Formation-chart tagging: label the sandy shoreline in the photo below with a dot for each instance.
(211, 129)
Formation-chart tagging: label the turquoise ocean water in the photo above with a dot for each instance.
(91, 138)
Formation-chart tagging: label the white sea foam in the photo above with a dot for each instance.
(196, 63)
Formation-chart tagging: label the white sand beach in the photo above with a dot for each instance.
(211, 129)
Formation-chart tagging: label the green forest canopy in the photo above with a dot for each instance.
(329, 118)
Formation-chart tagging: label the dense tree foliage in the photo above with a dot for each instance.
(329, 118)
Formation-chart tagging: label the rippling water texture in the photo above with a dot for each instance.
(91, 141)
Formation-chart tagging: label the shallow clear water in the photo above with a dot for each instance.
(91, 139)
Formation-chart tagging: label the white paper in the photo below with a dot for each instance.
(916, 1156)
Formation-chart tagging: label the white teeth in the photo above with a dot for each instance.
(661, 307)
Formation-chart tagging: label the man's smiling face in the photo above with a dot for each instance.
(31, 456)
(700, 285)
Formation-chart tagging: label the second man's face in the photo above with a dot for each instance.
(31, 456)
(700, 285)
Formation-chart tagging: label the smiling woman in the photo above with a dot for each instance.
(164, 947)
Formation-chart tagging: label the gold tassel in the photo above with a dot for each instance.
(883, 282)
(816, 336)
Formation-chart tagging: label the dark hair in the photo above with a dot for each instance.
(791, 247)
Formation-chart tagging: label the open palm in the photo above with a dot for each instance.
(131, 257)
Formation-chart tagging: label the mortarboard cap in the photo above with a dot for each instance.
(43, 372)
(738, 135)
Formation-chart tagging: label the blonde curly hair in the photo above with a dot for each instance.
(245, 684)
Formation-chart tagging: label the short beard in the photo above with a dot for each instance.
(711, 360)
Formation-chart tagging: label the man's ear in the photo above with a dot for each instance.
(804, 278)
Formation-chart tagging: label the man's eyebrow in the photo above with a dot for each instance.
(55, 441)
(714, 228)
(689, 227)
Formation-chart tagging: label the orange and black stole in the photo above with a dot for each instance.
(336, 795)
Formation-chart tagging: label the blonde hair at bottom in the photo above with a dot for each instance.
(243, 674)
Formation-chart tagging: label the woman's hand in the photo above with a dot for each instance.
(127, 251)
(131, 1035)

______

Problem description. Give the material above again in its entirety, exactly as it appears.

Result.
Formation-chart tagging: label the sandy shoreline in the photo below with a dot for each instance.
(211, 129)
Formation-chart tagging: label the turquoise ocean water in the photo above with a dot for each instance.
(91, 138)
Formation-chart tagging: label the white sea foam in the photo above with a dot for each instance.
(196, 63)
Formation-chart tagging: label the white sand beach in the photo above with a dot for each instance.
(211, 129)
Formation-chart tagging: label the green forest canopy in the photo above with a dot for each instance.
(329, 118)
Formation-chart tagging: label the dense tree foliage in the photo above with a dot for each instance.
(329, 118)
Formation-chart tagging: label the rippling water texture in the photo above with a dot for each instance.
(91, 141)
Formation-chart tagging: label the shallow clear water in the photo above with a dot for each instance.
(91, 139)
Formation-chart tagging: label the white paper in the photo below with a dot for each instance.
(916, 1156)
Formation-chart tagging: label the white teeth in the photo above with a dot for each instance.
(661, 307)
Formation-chart tagging: label the man's smiling face in the photo above with a dot for each instance.
(31, 456)
(700, 285)
Formation-chart tagging: label the second man's face in the photo above with a dot for each instance.
(31, 456)
(700, 285)
Formation-chart tagging: label the smiling woman in the photo above with a dot for each instance.
(164, 947)
Formation-chart tagging: label the gold tassel in the photo above with a dot for each instance.
(883, 282)
(816, 336)
Formation-chart tagging: label the dark hair in the photo above with a dot for each instance.
(791, 247)
Formation-chart tagging: label the open palm in the photo above with a dot for each instance.
(131, 257)
Formation-chart tagging: label the mortarboard cap in the photo above with a dot for each instance.
(43, 372)
(738, 135)
Formation-chart tagging: label the blonde curly hair in the photo above with a dot for each instance.
(245, 684)
Formation-chart tagging: label the short beard in the photo above with a dot for each instance.
(711, 360)
Formation-chart tagging: label the man's ear in the photo above with a dot for each instance.
(804, 278)
Formation-chart tagging: label the man's eyebrow in the photo above with a dot for each instance.
(55, 441)
(714, 228)
(689, 227)
Formation-chart tagging: label the orange and black stole in the photo above with a dot for each instance.
(336, 795)
Formation-chart tagging: label the blonde hair at bottom in the photo above with a dot for each instance.
(243, 674)
Formation-chart tagging: label the woman's hand in the photo above with a dot for each instance.
(127, 251)
(131, 1035)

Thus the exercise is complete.